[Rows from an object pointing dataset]
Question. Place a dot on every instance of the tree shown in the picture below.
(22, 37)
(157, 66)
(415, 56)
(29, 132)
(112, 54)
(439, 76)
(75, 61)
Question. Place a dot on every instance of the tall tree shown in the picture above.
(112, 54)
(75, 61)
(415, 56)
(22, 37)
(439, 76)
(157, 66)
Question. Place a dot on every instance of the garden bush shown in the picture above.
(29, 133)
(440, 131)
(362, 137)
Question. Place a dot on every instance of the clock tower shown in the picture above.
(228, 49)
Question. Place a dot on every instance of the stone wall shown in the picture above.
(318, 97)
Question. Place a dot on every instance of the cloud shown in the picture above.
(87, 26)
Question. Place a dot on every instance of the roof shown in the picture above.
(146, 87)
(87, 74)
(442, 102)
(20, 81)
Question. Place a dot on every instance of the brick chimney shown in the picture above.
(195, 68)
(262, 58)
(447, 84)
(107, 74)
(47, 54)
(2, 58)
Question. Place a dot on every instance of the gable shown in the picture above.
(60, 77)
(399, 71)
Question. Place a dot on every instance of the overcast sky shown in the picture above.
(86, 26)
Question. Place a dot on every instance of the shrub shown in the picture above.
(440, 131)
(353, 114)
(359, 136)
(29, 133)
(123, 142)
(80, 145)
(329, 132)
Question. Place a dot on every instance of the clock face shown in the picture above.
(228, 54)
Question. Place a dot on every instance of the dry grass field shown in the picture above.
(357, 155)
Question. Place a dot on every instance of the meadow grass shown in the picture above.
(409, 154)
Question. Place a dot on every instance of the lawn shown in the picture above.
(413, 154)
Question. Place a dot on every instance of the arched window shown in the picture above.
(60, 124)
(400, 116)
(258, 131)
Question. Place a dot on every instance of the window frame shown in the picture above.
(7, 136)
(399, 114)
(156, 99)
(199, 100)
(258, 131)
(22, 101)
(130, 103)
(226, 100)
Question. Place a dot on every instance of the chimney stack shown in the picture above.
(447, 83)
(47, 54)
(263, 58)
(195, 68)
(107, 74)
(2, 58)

• **Task**
Copy the records again, from the line that contains "Question. Place a dot on every instance of the lawn" down to the end of the records, with "arched window" renamed to "curved window" and everything else unchanged.

• **The solution**
Question. Place a dot on every instance of the lawn shown in the picture above.
(413, 154)
Question. Place a dot on every instance of the curved window shown in the picture above.
(60, 124)
(400, 116)
(258, 131)
Question. Place a dot on every instance of the window frame shown in the picture above.
(7, 136)
(399, 114)
(156, 99)
(199, 100)
(258, 131)
(22, 101)
(130, 103)
(226, 100)
Question. Place a dot on every instance of the chimney stack shown in the picture above.
(447, 83)
(47, 54)
(263, 58)
(195, 68)
(107, 74)
(2, 58)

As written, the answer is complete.